▶ _PROBLEM TO WORK ON_: Output every line below without omitting or altering anything.

▶ _DATA LISTING_:
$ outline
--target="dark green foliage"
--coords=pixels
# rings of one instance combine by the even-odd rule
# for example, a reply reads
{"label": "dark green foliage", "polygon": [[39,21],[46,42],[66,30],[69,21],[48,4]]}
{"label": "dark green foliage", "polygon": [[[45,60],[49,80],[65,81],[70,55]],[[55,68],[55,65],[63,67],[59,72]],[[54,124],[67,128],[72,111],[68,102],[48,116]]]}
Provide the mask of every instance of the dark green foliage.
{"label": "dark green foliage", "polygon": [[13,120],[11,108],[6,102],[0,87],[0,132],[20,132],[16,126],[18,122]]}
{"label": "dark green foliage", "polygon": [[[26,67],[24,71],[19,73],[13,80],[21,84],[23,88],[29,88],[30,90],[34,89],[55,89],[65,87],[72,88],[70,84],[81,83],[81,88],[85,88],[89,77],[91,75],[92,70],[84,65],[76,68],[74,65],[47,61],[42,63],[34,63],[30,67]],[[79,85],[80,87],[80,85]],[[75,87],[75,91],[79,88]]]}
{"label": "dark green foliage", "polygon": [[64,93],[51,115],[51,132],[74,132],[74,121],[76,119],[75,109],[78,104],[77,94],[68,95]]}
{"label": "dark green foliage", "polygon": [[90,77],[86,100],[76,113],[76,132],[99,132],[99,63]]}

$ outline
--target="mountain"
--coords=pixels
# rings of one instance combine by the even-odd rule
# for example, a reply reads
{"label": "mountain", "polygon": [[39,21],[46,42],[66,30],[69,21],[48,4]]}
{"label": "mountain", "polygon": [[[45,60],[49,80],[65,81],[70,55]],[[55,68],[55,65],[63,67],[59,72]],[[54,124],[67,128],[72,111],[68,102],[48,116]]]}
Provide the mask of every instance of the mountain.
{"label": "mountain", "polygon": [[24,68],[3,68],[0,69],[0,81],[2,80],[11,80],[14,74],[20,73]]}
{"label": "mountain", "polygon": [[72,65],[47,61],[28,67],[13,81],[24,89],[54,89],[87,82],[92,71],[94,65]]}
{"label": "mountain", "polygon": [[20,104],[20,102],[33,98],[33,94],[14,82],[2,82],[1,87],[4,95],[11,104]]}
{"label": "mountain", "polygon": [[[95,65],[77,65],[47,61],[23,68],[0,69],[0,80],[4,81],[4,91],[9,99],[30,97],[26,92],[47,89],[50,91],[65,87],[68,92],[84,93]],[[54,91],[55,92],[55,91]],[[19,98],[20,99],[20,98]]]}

▶ _ANSWER TO THIS EXERCISE_:
$ outline
--target="dark green foliage"
--coords=pixels
# rings of one instance combine by the even-odd rule
# for example, a reply reads
{"label": "dark green foliage", "polygon": [[39,21],[46,42],[66,30],[69,21],[48,4]]}
{"label": "dark green foliage", "polygon": [[[45,60],[49,80],[65,81],[70,55]],[[55,68],[55,65],[63,67],[59,72]],[[54,124],[67,128],[72,111],[68,102],[48,116]]]}
Provide the mask of every instance of the dark green foliage.
{"label": "dark green foliage", "polygon": [[13,120],[11,108],[6,102],[0,87],[0,132],[20,132],[16,126],[18,122]]}
{"label": "dark green foliage", "polygon": [[[26,67],[24,71],[19,73],[13,80],[21,84],[23,88],[29,88],[30,90],[34,89],[55,89],[65,87],[72,88],[70,84],[81,83],[81,88],[85,88],[89,77],[91,75],[92,70],[84,65],[76,68],[74,65],[47,61],[42,63],[34,63],[30,67]],[[79,85],[80,87],[80,85]],[[75,87],[75,91],[79,88]]]}
{"label": "dark green foliage", "polygon": [[64,93],[51,115],[51,132],[74,132],[74,121],[76,119],[75,109],[78,104],[77,94],[68,95]]}
{"label": "dark green foliage", "polygon": [[90,77],[86,100],[76,113],[76,132],[99,132],[99,63]]}

$ outline
--target="mountain"
--coords=pixels
# rings of one instance combine by the even-odd rule
# for example, a reply reads
{"label": "mountain", "polygon": [[39,21],[46,42],[66,30],[69,21],[48,4]]}
{"label": "mountain", "polygon": [[[45,60],[49,80],[65,81],[70,55]],[[55,68],[55,65],[63,67],[59,72]],[[54,124],[67,128],[72,111],[68,102],[48,116]]]}
Provide the mask of every instance of the mountain.
{"label": "mountain", "polygon": [[24,68],[3,68],[0,69],[0,81],[2,80],[11,80],[14,74],[20,73]]}
{"label": "mountain", "polygon": [[72,65],[47,61],[28,67],[13,81],[24,89],[54,89],[87,82],[92,71],[94,65]]}
{"label": "mountain", "polygon": [[20,104],[20,102],[33,98],[33,94],[14,82],[2,82],[1,87],[4,95],[11,104]]}
{"label": "mountain", "polygon": [[[95,65],[77,65],[47,61],[23,68],[0,69],[0,80],[4,81],[4,91],[9,99],[30,97],[26,92],[47,89],[50,91],[65,87],[68,92],[84,93]],[[54,91],[55,92],[55,91]],[[19,98],[20,99],[20,98]]]}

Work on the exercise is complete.